_Requirement_. Rewrite the listing below as a Markdown table with the columns Number and Record line, one row per line, starting at the top of the listing and going on through the line containing "12, 4, 24]]". Skip blank lines and leave the pictures out.

Bounding box annotation entries:
________________________
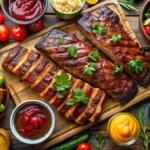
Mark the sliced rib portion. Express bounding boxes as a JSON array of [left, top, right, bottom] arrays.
[[2, 46, 105, 124], [35, 29, 137, 103], [77, 6, 150, 85]]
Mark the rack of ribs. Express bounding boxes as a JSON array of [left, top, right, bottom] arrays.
[[77, 6, 150, 85], [2, 46, 106, 124], [35, 29, 138, 104]]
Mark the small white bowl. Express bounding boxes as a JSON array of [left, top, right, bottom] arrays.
[[10, 100, 55, 145]]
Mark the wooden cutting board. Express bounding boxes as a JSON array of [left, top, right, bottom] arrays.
[[0, 0, 150, 150]]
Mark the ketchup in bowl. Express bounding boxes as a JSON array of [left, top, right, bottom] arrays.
[[9, 0, 44, 21], [15, 104, 51, 139]]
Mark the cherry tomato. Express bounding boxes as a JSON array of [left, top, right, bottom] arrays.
[[0, 24, 10, 41], [76, 143, 91, 150], [11, 25, 27, 41], [144, 26, 150, 35], [28, 19, 44, 32], [0, 12, 4, 24]]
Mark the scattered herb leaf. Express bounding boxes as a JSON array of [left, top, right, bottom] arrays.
[[118, 0, 137, 11], [137, 108, 149, 150], [111, 63, 123, 75], [83, 62, 98, 76], [92, 22, 107, 34], [54, 74, 71, 98], [0, 76, 4, 86], [111, 34, 121, 42], [0, 104, 6, 112], [88, 50, 99, 61], [68, 46, 78, 58], [128, 58, 144, 74], [58, 36, 65, 44], [66, 88, 89, 105], [145, 8, 150, 19], [92, 132, 105, 150]]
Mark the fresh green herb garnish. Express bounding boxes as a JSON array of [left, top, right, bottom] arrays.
[[58, 36, 65, 44], [54, 74, 71, 98], [68, 46, 78, 58], [88, 50, 99, 61], [111, 34, 121, 42], [92, 22, 107, 34], [111, 63, 123, 75], [128, 58, 144, 74], [137, 108, 149, 150], [145, 8, 150, 19], [66, 88, 89, 105], [0, 104, 6, 112], [0, 76, 4, 87], [83, 62, 98, 76], [92, 132, 105, 150], [118, 0, 137, 11]]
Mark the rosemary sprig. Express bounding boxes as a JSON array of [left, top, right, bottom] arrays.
[[137, 108, 148, 150], [92, 132, 105, 150], [118, 0, 137, 11]]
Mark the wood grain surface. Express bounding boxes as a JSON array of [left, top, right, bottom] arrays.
[[0, 0, 150, 150]]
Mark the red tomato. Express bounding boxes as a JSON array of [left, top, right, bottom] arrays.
[[144, 26, 150, 35], [28, 19, 44, 32], [0, 24, 10, 41], [11, 25, 27, 41], [0, 12, 4, 24], [76, 143, 91, 150]]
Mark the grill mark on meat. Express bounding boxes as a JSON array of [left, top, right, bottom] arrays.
[[58, 79, 83, 113], [16, 51, 39, 77], [32, 62, 59, 92], [65, 84, 93, 120], [41, 70, 64, 101], [35, 29, 138, 104], [24, 58, 49, 84], [3, 48, 105, 124], [50, 77, 75, 107], [77, 6, 150, 85]]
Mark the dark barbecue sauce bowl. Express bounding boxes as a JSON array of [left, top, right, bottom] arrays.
[[10, 100, 55, 144]]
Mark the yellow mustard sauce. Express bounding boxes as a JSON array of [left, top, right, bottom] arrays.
[[0, 134, 8, 150], [108, 113, 140, 143]]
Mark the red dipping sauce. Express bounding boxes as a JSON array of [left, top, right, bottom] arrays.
[[15, 105, 51, 139], [9, 0, 44, 21]]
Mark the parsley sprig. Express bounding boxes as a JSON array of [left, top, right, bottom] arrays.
[[54, 73, 72, 98], [111, 63, 123, 75], [83, 62, 98, 76], [58, 36, 65, 44], [128, 58, 144, 74], [66, 88, 89, 105], [68, 45, 78, 58], [92, 22, 107, 34], [118, 0, 137, 11], [137, 108, 149, 150], [111, 34, 121, 42], [88, 50, 99, 61], [92, 132, 105, 150]]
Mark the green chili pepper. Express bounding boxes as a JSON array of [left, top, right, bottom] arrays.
[[0, 104, 6, 112], [0, 76, 4, 87], [47, 133, 91, 150]]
________________________
_Result below_.
| Number | Record line |
|---|---|
| 1 | Mark the sliced rib portion. Express bounding boxes as a JSON array of [left, top, right, bottom] arrays. |
| 2 | [[2, 46, 105, 124], [35, 29, 137, 103], [77, 6, 150, 85]] |
| 3 | Mark the rack of ribs. Express bounding boxes as a JSON array of [left, top, right, bottom] arrays. |
| 4 | [[77, 6, 150, 85], [2, 46, 106, 124], [35, 29, 138, 104]] |
| 5 | Mark the small white bowl. Express bounding boxes as a JSON array of [left, top, right, bottom] arrays. |
| 6 | [[10, 100, 55, 145]] |
| 7 | Mark the wooden cutting board. Express bounding boxes as a JSON array of [left, top, right, bottom] arrays. |
| 8 | [[0, 0, 150, 150]] |
| 9 | Mark the ketchup in bowl. Express bounding boxes as a JSON array of [left, top, right, bottom] arrays. |
| 10 | [[9, 0, 44, 21], [15, 104, 51, 139]] |
| 11 | Mark the cherry tomato. Express bounding boxes as a JSON array of [left, top, right, bottom] arrays. |
| 12 | [[0, 24, 10, 41], [76, 143, 91, 150], [11, 25, 27, 41], [144, 26, 150, 35], [28, 19, 44, 32], [0, 12, 4, 24]] |